Reading passage:
********************

# Organizing my area!



## Oobleck1441 (Aug 27, 2007)

Hello Everyone!
Schools starting up again and that means alot of things for me,
but only one maybe someone can help me with!
I'm am now officially the "House Manager" for the school Aud.
I have quite a few years under my belt, but now since the older guys are gone,
I want to make soem changes.
The guys before me didn't really like the idea of forms and plots, paperwork in general..
Any input on what I should start on?
Maybe a lighting plot of what we have hanging?
an inventory?
any ideas at all would be great! Thanks in advance for everthing!
Oobleck1441


----------



## Logos (Aug 27, 2007)

You don't have an inventory? Thats a good place to start. And a plot of what's up is a good place to start as well. Do both at the same time. I'm not kidding you really need them both.


----------



## Oobleck1441 (Aug 27, 2007)

Logos said:


> You don't have an inventory? Thats a good place to start. And a plot of what's up is a good place to start as well. Do both at the same time. I'm not kidding you really need them both.



Well, we have a plot of every dimmer and whats where..
We don't have a CAD drawing of our plot and we rarley move anything
and an inventory, that would have come in handy this summer when my department director was wondering what happened to certain these fixtures,
happens to be they went missing when our bond project was in full swing.
:neutral:
I'll have to get in there and get to work then.
Any other Ideas?


----------



## avkid (Aug 27, 2007)

Oobleck1441 said:


> Hello Everyone!
> Schools starting up again and that means alot of things for me,
> but only one maybe someone can help me with!
> I'm am now officially the "House Manager" for the school Aud.


Get yourself a fitting title first.
House Manager
Definition: The person who oversees all aspects of the audience. The House Manager oversees the ushers and is in contact with the Stage Manager to to let them know about any audience delays for starting the show or ending intermission.
Trust me, I do this all the time.


----------



## Oobleck1441 (Aug 27, 2007)

********************

Dataset:

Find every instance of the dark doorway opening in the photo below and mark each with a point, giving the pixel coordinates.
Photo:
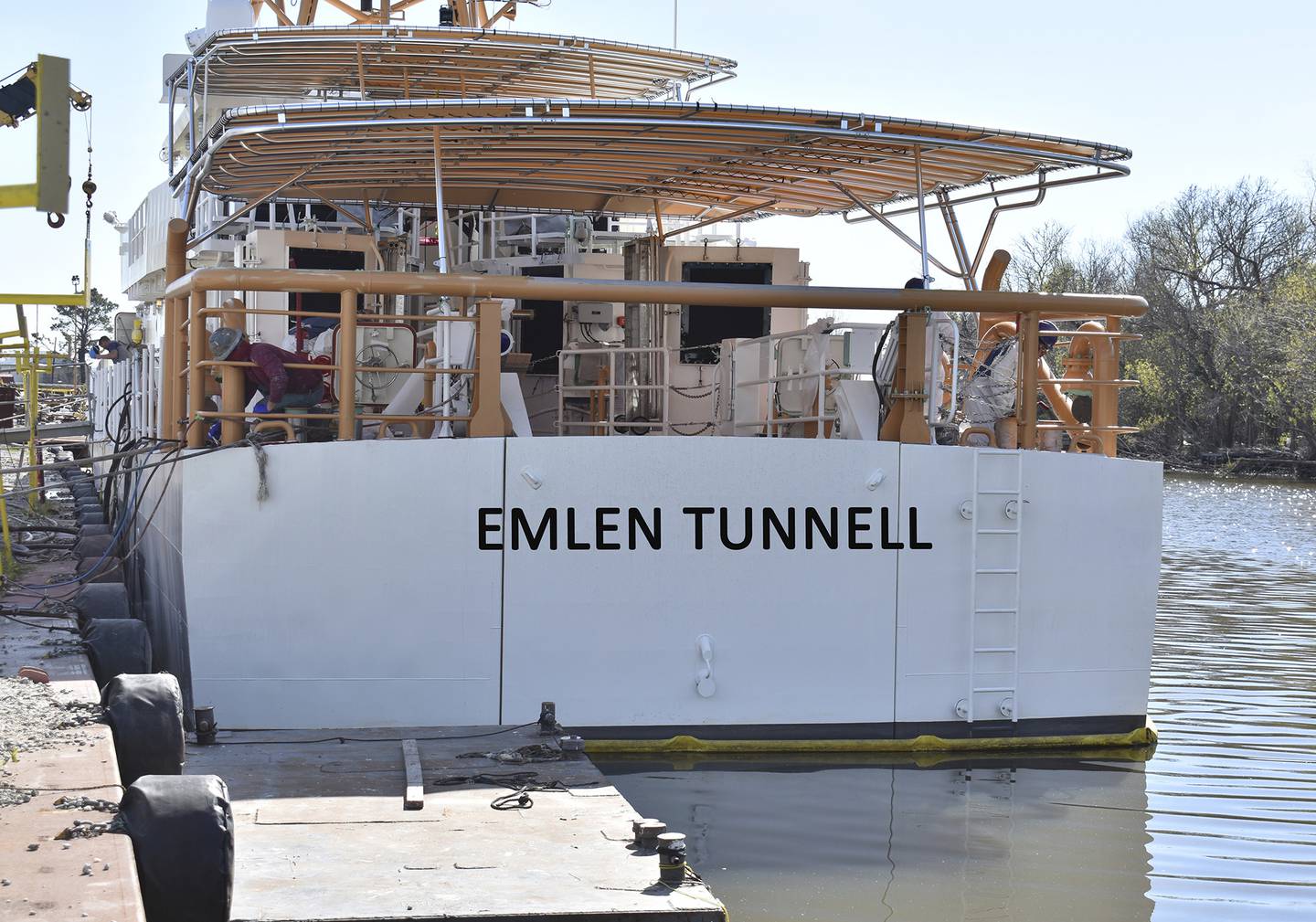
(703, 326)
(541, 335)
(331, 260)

********************

The tasks:
A: According to the forum thread on organizing a school auditorium, when did the missing fixtures go missing?
B: Reproduce the auditorium forum thread from "The guys before" to "advance for everthing!".
C: Carry on the forum thread about organizing a school auditorium from the point where it stops.
The records have no connection to the auditorium forum thread.

Written answers:
A: They went missing when the bond project was in full swing.

B:
The guys before me didn't really like the idea of forms and plots, paperwork in general..
Any input on what I should start on?
Maybe a lighting plot of what we have hanging?
an inventory?
any ideas at all would be great! Thanks in advance for everthing!

C:
avkid said:


> Get yourself a fitting title first.
> House Manager
> Definition: The person who oversees all aspects of the audience. The House Manager oversees the ushers and is in contact with the Stage Manager to to let them know about any audience delays for starting the show or ending intermission.
> Trust me, I do this all the time.



Well sorry i jsut used the Title thats on my check,
I gues you could say:
House Manager / Stage Manager / Everything else possible
You get my point, I just need some input


----------



## Charc (Aug 27, 2007)

Oobleck1441 said:


> Well sorry i jsut used the Title thats on my check,
> I gues you could say:
> House Manager / Stage Manager / Everything else possible
> You get my point, I just need some input



Check? In high school... grrrrrrrrrrrrrrrrrrrrrrrrrrrrrrrrrrrrrrrrr. 'Nough said.


----------



## avkid (Aug 27, 2007)

Oobleck1441 said:


> Well sorry i jsut used the Title thats on my check,
> I gues you could say:
> House Manager / Stage Manager / Everything else possible
> You get my point, I just need some input


Get out, we don't like you anymore!!

Seriously though, my check says pay to the order of Philip LaDue $xx.xx
Mmm...fancy checks.


----------



## Oobleck1441 (Aug 28, 2007)

charcoaldabs said:


> Check? In high school... grrrrrrrrrrrrrrrrrrrrrrrrrrrrrrrrrrrrrrrrr. 'Nough said.



Yeah, stage crew members get paid by the hour when I'm on my time..
Im not going to complain though...


----------



## Oobleck1441 (Aug 28, 2007)

:neutral:

avkid said:


> Get out, we don't like you anymore!!
> 
> Seriously though, my check says pay to the order of Philip LaDue $xx.xx
> Mmm...fancy checks.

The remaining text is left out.